[Dataset entries]
──────────
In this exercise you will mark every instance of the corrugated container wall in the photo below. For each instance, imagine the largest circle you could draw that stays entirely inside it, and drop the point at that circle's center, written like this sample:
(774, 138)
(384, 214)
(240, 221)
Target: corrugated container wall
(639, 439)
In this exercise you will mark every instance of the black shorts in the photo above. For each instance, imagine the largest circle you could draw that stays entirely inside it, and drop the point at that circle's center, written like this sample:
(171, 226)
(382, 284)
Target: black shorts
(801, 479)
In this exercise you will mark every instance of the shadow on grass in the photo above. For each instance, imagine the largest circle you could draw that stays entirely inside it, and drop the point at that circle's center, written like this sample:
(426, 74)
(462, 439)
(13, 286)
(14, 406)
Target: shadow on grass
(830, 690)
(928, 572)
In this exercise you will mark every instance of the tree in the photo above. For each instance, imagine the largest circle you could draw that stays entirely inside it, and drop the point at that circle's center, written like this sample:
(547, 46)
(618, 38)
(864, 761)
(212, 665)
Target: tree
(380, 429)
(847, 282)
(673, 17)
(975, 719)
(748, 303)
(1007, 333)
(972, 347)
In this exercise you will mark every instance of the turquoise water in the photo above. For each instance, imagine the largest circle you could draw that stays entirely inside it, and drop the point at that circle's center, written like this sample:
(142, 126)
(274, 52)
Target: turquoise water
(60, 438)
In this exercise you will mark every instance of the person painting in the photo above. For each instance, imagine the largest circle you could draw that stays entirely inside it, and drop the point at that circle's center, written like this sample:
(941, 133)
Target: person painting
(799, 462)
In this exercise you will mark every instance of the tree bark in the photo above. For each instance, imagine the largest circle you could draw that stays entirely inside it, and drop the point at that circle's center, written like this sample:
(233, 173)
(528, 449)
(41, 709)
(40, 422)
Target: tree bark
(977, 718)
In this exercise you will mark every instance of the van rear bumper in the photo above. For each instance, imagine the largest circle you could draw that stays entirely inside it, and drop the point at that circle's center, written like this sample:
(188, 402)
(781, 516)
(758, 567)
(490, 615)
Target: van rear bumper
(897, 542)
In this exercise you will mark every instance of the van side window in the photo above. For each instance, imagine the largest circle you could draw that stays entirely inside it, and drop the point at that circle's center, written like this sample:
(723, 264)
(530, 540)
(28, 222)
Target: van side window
──────────
→ Work to be completed: The entries above should be repeated exactly, every one of them.

→ Expected answer:
In this exercise you will mark every instance of the corrugated container wall in the photo below. For each instance, imagine the largest circle you could draw that stays entirely inside it, and drop the point at that circle's center, written like this sample:
(774, 138)
(384, 214)
(240, 221)
Target: corrugated container wall
(639, 439)
In this exercise you will mark every instance of the black shorts in the photo above. For each instance, imagine the largest circle you could draw that stays entirely inside it, and drop the point at that circle's center, written like this sample:
(171, 226)
(382, 284)
Target: black shorts
(801, 479)
In this exercise you will mark every instance of the shadow on grass in the photo above. For each instance, imagine the largest circle you could draw that stays entirely inside it, and drop the point at that circle's center, written like this sample:
(426, 74)
(462, 439)
(13, 286)
(14, 406)
Target: shadow on grass
(830, 690)
(928, 572)
In this exercise you will mark every instance of the tree in the photo above. For each instance, imagine the largest circle you could draw that stays entirely inside it, and drop the point at that circle's center, written like this sample:
(547, 46)
(618, 38)
(864, 761)
(212, 665)
Target: tree
(380, 429)
(847, 282)
(673, 17)
(975, 719)
(748, 303)
(1007, 333)
(972, 347)
In this exercise you will mark every instance of the turquoise water in the photo above. For each instance, imagine the largest circle you could draw that stays entirely inside it, and drop the point at that circle's center, written like this sample:
(142, 126)
(274, 52)
Target: turquoise water
(60, 438)
In this exercise you will mark every instance of the person painting in the photo above. For each instance, imagine the largest circle you could draw that stays entirely inside it, and drop the point at that circle's center, written like this sample:
(941, 133)
Target: person painting
(799, 462)
In this exercise you will mark every instance of the tree bark in the photo above. For each instance, imagine the largest circle you could draw that stays entirely inside it, and drop the point at that circle's center, written like this sample:
(233, 173)
(528, 449)
(41, 709)
(40, 422)
Target: tree bark
(977, 718)
In this exercise you will mark every instance of the van rear bumper in the photo above. For each instance, imagine the largest circle you could draw that stays entirely inside it, and drop the point at that circle's center, written like this sample:
(188, 402)
(781, 516)
(758, 567)
(490, 615)
Target: van rear bumper
(897, 542)
In this exercise you will mark every instance of the van side window in the photo above. For each instance, imagine the largest circle you could draw that stays entirely inside it, and drop the point at that circle's center, written like this sample:
(723, 264)
(530, 540)
(28, 222)
Target: van side window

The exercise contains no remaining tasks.